**Exercise prompt:**
Convert the lines below into a JSON list of strings, one string per line, leaving out any blank lines.

**Provided material:**

<<<<

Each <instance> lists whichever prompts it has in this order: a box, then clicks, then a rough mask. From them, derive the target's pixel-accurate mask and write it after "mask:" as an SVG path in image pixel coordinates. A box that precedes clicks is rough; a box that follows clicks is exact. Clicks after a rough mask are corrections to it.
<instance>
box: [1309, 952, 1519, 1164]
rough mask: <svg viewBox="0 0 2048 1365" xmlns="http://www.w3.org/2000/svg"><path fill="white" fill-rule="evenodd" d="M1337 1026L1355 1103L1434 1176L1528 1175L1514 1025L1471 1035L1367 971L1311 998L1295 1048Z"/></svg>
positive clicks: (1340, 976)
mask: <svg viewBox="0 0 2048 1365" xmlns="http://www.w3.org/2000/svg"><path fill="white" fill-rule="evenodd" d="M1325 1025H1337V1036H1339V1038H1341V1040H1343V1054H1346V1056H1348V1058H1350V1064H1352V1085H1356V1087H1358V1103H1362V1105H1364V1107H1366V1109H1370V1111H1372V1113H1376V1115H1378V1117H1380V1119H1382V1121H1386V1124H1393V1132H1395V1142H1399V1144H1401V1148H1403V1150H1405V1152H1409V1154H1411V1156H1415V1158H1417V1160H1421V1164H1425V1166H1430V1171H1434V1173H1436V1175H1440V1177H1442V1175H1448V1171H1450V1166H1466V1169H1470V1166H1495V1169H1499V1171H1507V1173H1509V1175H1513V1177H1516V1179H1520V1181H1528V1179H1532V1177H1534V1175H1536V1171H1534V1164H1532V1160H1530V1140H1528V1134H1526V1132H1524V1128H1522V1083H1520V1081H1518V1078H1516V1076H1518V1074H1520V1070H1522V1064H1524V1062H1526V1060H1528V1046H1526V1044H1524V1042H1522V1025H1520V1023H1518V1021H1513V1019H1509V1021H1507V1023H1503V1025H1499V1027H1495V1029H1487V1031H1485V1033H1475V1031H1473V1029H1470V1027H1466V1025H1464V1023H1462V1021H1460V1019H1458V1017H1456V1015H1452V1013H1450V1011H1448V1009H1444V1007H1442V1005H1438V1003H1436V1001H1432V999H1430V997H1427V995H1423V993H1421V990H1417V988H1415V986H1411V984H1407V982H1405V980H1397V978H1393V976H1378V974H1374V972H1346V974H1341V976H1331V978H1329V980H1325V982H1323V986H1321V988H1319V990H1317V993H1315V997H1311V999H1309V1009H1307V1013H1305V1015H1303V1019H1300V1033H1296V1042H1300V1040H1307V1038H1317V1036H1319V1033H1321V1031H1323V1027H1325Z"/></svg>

>>>>

**Problem solution:**
[
  "Each <instance> lists whichever prompts it has in this order: a box, then clicks, then a rough mask. From them, derive the target's pixel-accurate mask and write it after \"mask:\" as an SVG path in image pixel coordinates. A box that precedes clicks is rough; a box that follows clicks is exact. Clicks after a rough mask are corrections to it.",
  "<instance>",
  "box: [1309, 952, 1519, 1164]",
  "rough mask: <svg viewBox=\"0 0 2048 1365\" xmlns=\"http://www.w3.org/2000/svg\"><path fill=\"white\" fill-rule=\"evenodd\" d=\"M1337 1026L1355 1103L1434 1176L1528 1175L1514 1025L1471 1035L1367 971L1311 998L1295 1048Z\"/></svg>",
  "positive clicks: (1340, 976)",
  "mask: <svg viewBox=\"0 0 2048 1365\" xmlns=\"http://www.w3.org/2000/svg\"><path fill=\"white\" fill-rule=\"evenodd\" d=\"M1325 1025H1337V1036H1339V1038H1341V1040H1343V1054H1346V1056H1348V1058H1350V1064H1352V1085H1356V1087H1358V1103H1362V1105H1364V1107H1366V1109H1370V1111H1372V1113H1376V1115H1378V1117H1380V1119H1382V1121H1386V1124H1393V1132H1395V1142H1399V1144H1401V1148H1403V1150H1405V1152H1409V1154H1411V1156H1415V1158H1417V1160H1421V1164H1425V1166H1430V1171H1434V1173H1436V1175H1440V1177H1442V1175H1448V1171H1450V1166H1466V1169H1470V1166H1495V1169H1499V1171H1507V1173H1509V1175H1513V1177H1516V1179H1520V1181H1528V1179H1532V1177H1534V1175H1536V1171H1534V1164H1532V1160H1530V1140H1528V1134H1526V1132H1524V1128H1522V1083H1520V1081H1518V1078H1516V1076H1518V1074H1520V1070H1522V1064H1524V1062H1526V1060H1528V1046H1526V1044H1524V1042H1522V1025H1520V1023H1518V1021H1513V1019H1509V1021H1507V1023H1503V1025H1499V1027H1495V1029H1487V1031H1485V1033H1475V1031H1473V1029H1470V1027H1466V1025H1464V1023H1462V1021H1460V1019H1458V1017H1456V1015H1452V1013H1450V1011H1448V1009H1444V1007H1442V1005H1438V1003H1436V1001H1432V999H1430V997H1427V995H1423V993H1421V990H1417V988H1415V986H1411V984H1407V982H1405V980H1397V978H1393V976H1378V974H1374V972H1346V974H1341V976H1331V978H1329V980H1325V982H1323V986H1321V988H1319V990H1317V993H1315V997H1311V999H1309V1009H1307V1013H1305V1015H1303V1019H1300V1033H1296V1042H1300V1040H1307V1038H1317V1036H1319V1033H1321V1031H1323V1027H1325Z\"/></svg>"
]